* [ZITIERTER TEXT]
-------------------------

# Google Youtube Image / Google Drive Image (Vorschaubild)



## Benutzer007 (21. Juli 2015)

Hallo,

statt eines YT-Videos kann man auch mal erst ein Vorschau-Bild des Videos laden und dann auf Klick des Anwenders erst das Video. Das kann eine Menge Performancegewinn bringen:

https://i1.ytimg.com/vi/*gwNdNZayGb0*/mqdefault.jpg auf Klick ersetzen mit https://www.youtube.com/embed*/gwNdNZayGb0*

Wer weiß, ob es so etwas auch für Google Drive gibt und wie die Syntax ist.

Grüße


----------



## jeipack (22. Juli 2015)

Ich kenn mich mit Google Drive nicht wirklich aus. Aber ich nehme an du hast da Videos drauf und willst davon jetzt ein Vorschaubild?
Wenn ja ist dein Titel recht falsch gewählt, hier geht es überhaupt nicht um Youtube ;p

Dieser Link hilft dir eventuell weiter:
http://stackoverflow.com/questions/28279297/google-drive-preview-image-api-doesnt-work-anymore


----------



## Benutzer007 (22. Juli 2015)

Fast richtig, auf Google Drive habe ich PDF-Files liegen. Youtube ist nur das Beispiel für das, was in Sachen Vorschaubild (oder wie das immer heißen mag) möglich, ich hoffe, dass Drive etwas Vergleichbares anbietet.

Die PDF-Drive-Files sollen in meinem Blogger-Blog angezeigt werden, Das dauert mir aber bei großen Files zu lange, der Bildaufbau kommt zum Stillstand, die Leute beschweren sich schon.

Deshalb möchte ich, so wie bei Youtube - siehe die beiden URLs oben - zuerst ein bzw. das Vorschaubild dieser PDF-Files anzeigen, falls es diese(s) Image(s) gibt, und erst wenn der User da drauf klickt, soll der Drive-PDF-File selbst geladen werden.

Momentan fertige für die großen PDF-Files immer extra ein Bild an, was nervt. Falls Drive so etwas schon anbietet, würde ich das natürlich lieber nehmen.


_Der Titel ist nicht falsch, er ist (war) nur irgendwie ... anders ;-)_


----------

-------------------------

Welche Art von Dateien liegt laut dem Forumsthread über Vorschaubilder bei Benutzer007 auf Google Drive?

* [GESPEICHERTE DATEN]
-------------------------

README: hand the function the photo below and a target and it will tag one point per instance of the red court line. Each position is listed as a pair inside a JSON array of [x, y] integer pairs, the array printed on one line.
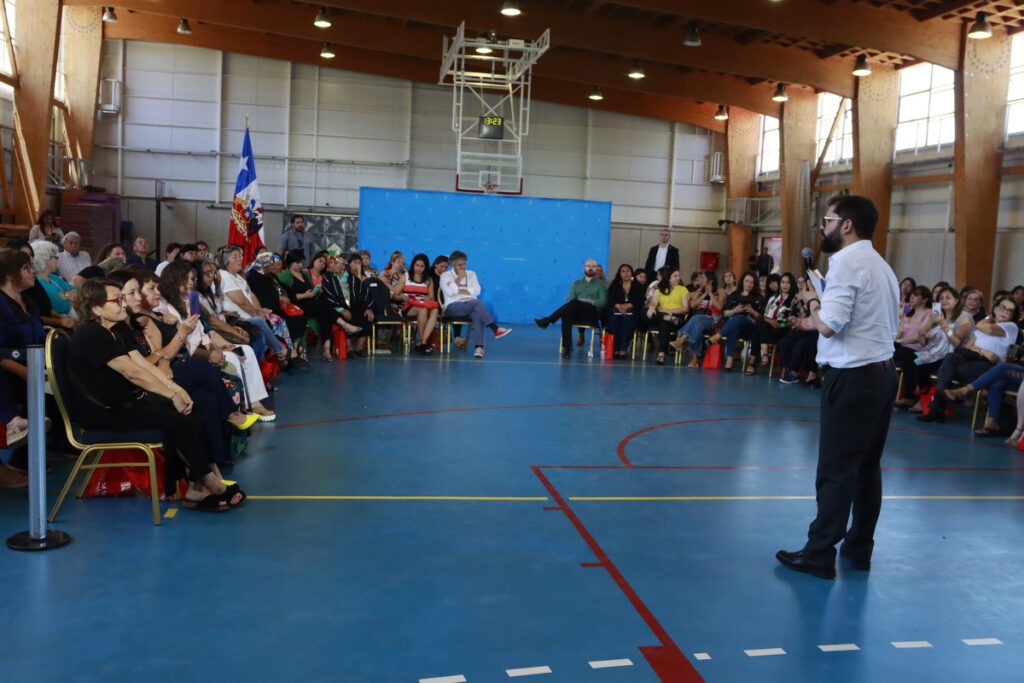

-------------------------

* [ERGEBNIS]
PDF-Files.